Prompt:
Write out every entry exactly as it appears, omitting the pictures.

▼

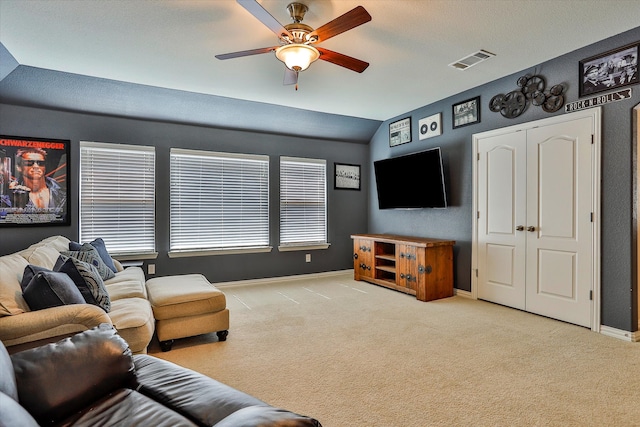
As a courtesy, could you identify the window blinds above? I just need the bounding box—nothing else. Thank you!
[79,142,156,256]
[170,149,269,251]
[280,157,327,246]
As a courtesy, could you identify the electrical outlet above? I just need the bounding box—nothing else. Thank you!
[148,264,155,275]
[305,253,311,263]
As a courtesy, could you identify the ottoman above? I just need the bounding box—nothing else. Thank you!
[146,274,229,351]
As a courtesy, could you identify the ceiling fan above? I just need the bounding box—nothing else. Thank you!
[216,0,372,88]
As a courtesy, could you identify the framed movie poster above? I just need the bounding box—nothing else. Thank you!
[0,135,70,226]
[579,42,639,97]
[334,162,361,190]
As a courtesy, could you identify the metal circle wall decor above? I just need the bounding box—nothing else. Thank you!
[490,74,566,118]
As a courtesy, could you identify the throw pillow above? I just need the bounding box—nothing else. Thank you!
[21,270,85,311]
[54,256,111,313]
[61,245,115,281]
[69,238,117,273]
[20,264,51,291]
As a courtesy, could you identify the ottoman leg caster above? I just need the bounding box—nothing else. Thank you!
[160,339,174,352]
[217,330,229,341]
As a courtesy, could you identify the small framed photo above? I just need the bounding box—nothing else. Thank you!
[389,117,411,147]
[452,96,481,129]
[334,163,361,191]
[579,42,639,97]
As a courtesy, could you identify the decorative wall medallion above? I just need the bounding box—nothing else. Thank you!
[490,74,566,118]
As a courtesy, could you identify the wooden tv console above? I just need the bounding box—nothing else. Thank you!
[351,234,455,302]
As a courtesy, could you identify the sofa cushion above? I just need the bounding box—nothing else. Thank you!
[10,324,136,425]
[17,235,71,270]
[61,244,115,281]
[55,256,111,312]
[214,405,322,427]
[21,269,85,311]
[0,392,39,427]
[104,266,147,300]
[0,253,30,316]
[108,297,154,354]
[60,388,199,427]
[69,238,117,273]
[0,338,18,399]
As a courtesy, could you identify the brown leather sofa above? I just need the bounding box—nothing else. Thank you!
[0,324,321,427]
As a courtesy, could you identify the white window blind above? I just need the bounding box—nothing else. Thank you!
[170,148,269,252]
[79,142,156,256]
[280,157,327,246]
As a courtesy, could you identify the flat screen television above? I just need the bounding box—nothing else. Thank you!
[374,147,447,209]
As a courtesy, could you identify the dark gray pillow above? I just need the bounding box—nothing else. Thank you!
[54,256,111,313]
[61,245,115,281]
[20,265,51,291]
[21,270,85,311]
[69,238,117,273]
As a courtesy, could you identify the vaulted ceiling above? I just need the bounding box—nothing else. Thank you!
[1,0,639,143]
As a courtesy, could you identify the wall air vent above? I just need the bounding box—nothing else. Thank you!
[449,49,496,70]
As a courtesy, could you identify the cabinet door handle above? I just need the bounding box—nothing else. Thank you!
[516,225,524,231]
[399,253,405,258]
[400,273,405,279]
[527,226,536,232]
[353,253,358,259]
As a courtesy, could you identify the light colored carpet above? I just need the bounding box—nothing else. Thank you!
[148,272,640,427]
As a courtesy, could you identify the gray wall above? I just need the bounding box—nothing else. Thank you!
[0,105,369,282]
[369,26,640,331]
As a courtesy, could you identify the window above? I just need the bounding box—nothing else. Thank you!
[279,157,328,250]
[79,142,156,257]
[169,149,269,255]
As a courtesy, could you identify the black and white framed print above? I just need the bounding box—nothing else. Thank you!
[579,42,639,97]
[334,162,361,190]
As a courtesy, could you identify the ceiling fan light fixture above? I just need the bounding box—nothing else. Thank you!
[275,44,320,72]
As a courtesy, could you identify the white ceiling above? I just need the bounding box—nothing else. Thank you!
[1,0,640,121]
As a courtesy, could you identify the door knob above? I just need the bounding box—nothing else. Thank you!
[527,226,536,232]
[516,225,524,231]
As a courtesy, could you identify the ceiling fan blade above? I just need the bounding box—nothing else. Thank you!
[283,68,298,86]
[317,47,369,73]
[237,0,293,39]
[310,6,371,43]
[215,46,278,60]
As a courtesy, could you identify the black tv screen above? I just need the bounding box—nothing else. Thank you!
[374,147,447,209]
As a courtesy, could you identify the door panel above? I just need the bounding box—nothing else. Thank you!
[477,131,527,310]
[525,117,593,327]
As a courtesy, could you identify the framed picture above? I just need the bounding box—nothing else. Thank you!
[452,96,481,129]
[389,117,411,147]
[334,162,361,190]
[579,42,639,97]
[0,135,70,227]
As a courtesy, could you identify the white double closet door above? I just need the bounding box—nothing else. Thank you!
[473,108,600,328]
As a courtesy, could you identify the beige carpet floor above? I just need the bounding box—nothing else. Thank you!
[148,272,640,427]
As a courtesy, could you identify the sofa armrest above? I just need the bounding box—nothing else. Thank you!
[134,354,265,425]
[10,324,136,425]
[0,304,111,345]
[133,355,321,427]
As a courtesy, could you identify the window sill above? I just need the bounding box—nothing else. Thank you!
[278,243,331,252]
[113,252,158,261]
[168,246,273,258]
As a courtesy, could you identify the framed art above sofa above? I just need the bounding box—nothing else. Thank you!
[0,135,70,227]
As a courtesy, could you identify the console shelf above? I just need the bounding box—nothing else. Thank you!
[351,234,455,302]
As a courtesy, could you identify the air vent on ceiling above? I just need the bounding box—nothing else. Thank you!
[449,49,496,70]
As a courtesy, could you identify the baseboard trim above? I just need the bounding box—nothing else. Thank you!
[215,269,353,288]
[454,288,473,298]
[599,325,639,342]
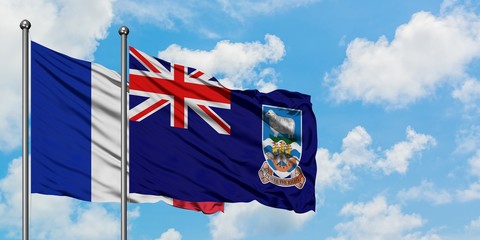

▲

Answer area:
As a courtesy, could you identify the window blinds above? I just need the bounding box—nothing else. Thank you!
[79,142,156,256]
[170,149,269,251]
[280,157,327,246]
As a courtesy, could you identify the electrical outlet above? I just need the bounding box—nothing else. Thank you!
[148,264,155,275]
[305,253,311,263]
As a courtesy, could you identify the ottoman above? I just need the bounding box—nothing else. Thank you!
[146,274,229,351]
As a courtesy, could you identify the ceiling fan above? I just need the bounding box—nothing else. Thank you!
[216,0,372,88]
As a courtesy, could you identify the framed movie poster above? I just need the bounding box—nothing else. Thank you!
[0,135,70,226]
[579,42,639,97]
[334,162,361,190]
As a courtesy, could you identify the metal circle wall decor above? I just need the bounding box—nothing else. Thank you!
[490,74,566,118]
As a courtesy, could you identify the throw pillow above? I just need the bounding box—nothing else. Thank you!
[21,270,85,311]
[54,256,111,313]
[61,245,115,281]
[69,238,117,273]
[20,264,51,291]
As a courtesy, could you identify the ottoman leg caster above? I just need the bounding box—nothing else. Thank you!
[160,339,174,352]
[217,330,229,341]
As a courtesy, could you identify the small framed photo above? I just need the bounding box—nothing else. Thank you!
[389,117,411,147]
[452,96,481,129]
[334,163,361,191]
[579,42,639,97]
As a courtesy, could you identify the decorative wall medallion above? I just need the bounding box—nothing else. Thank you!
[490,74,566,118]
As a courtesy, could you identify the wooden tv console above? I just need the bounding box—nothing else. Thank you!
[351,234,455,302]
As a courtesy, could you identify the sofa cushion above? I just need the bounding box—nothing else. Thank you!
[10,324,136,425]
[17,235,71,270]
[61,244,115,281]
[55,256,111,312]
[214,405,322,427]
[21,269,85,311]
[0,392,39,427]
[104,266,147,300]
[0,253,30,316]
[108,297,154,354]
[60,388,199,427]
[69,238,117,273]
[0,338,18,399]
As a courtesy, could you identify the brown leather sofa above? I just need the bounding box—nothing else. Thank you!
[0,324,321,427]
As a courtesy, could you identify the white window blind above? I just need the bounding box—nothing else. Thank you!
[170,148,269,252]
[79,142,156,256]
[280,157,327,246]
As a courtesy, could you identify the flat screen television above? I just need the bounding box—nothing else. Thank you!
[374,147,447,209]
As a courtesy, could you identify the dark gray pillow above? I just need the bounding box—nothing else. Thank you!
[54,256,111,313]
[61,245,115,281]
[20,265,51,291]
[21,270,85,311]
[69,238,117,273]
As a courtesy, could you identify the vaulted ceiling above? I just need the bounding box—nothing else. Thank you!
[1,0,639,143]
As a courtesy, could you identify the wall air vent above? I just need the bounding box—nothing else. Thank you!
[449,49,496,70]
As a courtesy, could you identify the cabinet door handle above? I just need the bounding box—nothing else. Thank you!
[516,225,524,231]
[399,253,405,258]
[400,273,405,279]
[527,226,536,232]
[353,253,358,259]
As a courtesy, could you identify the light colored carpet above? I just need the bounding box—nothing else. Thank you!
[148,272,640,427]
As a courtesy, could you identify the gray wall above? I just need the bounding box—nothing else. Thank you!
[0,105,369,282]
[369,26,640,331]
As a courtesy, could you identify the window above? I just need the bounding box—nothing else. Thank you!
[279,157,328,250]
[79,142,156,257]
[169,149,269,255]
As a courtesy, could you identify the black and white framed print above? I just need the bounding box—nothing else. Thank you!
[579,42,639,97]
[334,162,361,190]
As a courtesy, could you identify the ceiling fan light fixture above? I just need the bounding box—nothing else. Thank you!
[275,44,320,72]
As a courtesy, could you identify the white ceiling above? I just need the bounding box—nothing else. Thank you!
[1,0,640,121]
As a courtesy, could you identify the door knob above? I just need the bounding box—nothing else. Thank you!
[527,226,536,232]
[516,225,524,231]
As a courtesy, could you identify the ceiling fan blade above? I just need the bounding box—nothing else. Thank you!
[283,68,298,86]
[317,47,369,73]
[237,0,293,39]
[310,6,371,43]
[215,46,278,60]
As a courtesy, could you identify the black tv screen above? I just need the bounding box—nothing else. Thank you!
[374,147,447,209]
As a courtesy, could you identify the door panel above? I just need the bounding box—nothing else. Thank you!
[477,131,527,310]
[525,117,593,327]
As a courtesy, could you identify the framed picture above? I just need the bounding box—nothing else. Thank you!
[452,96,481,129]
[389,117,411,147]
[334,162,361,190]
[579,42,639,97]
[0,135,70,227]
As a courtesy, could you identify the white double closet door above? I just need the bounding box—nothing else. Thank you!
[473,108,600,328]
As a courtesy, could you identify the beige carpet floor above? I just need the bounding box—nothing else. Thank you!
[148,272,640,427]
As a courtesy, could you identify the sofa armrest above? I just need the bounding box—nothing else. Thank you!
[134,354,265,425]
[10,324,136,425]
[0,304,111,345]
[133,355,321,427]
As a courtesy, could you identify the window sill above? I just need the bounding box—nothing else. Thank you!
[278,243,331,252]
[113,252,158,261]
[168,246,273,258]
As a courtesy, could you identify the framed art above sofa above? I just need the bounding box—nothing else. Thank you!
[0,135,70,227]
As a courtesy, could you identify the console shelf above? I just need the bounding box—nothing else. Thank you!
[351,234,455,302]
As a courtesy, could you identify the air vent on ceiling above? I just need the bounding box—nothing else. Thank you!
[449,49,496,70]
As a courtesy, could you identify the baseboard trim above? I just need the bounding box—nothing else. Thank you!
[215,269,353,288]
[454,288,473,298]
[599,325,639,342]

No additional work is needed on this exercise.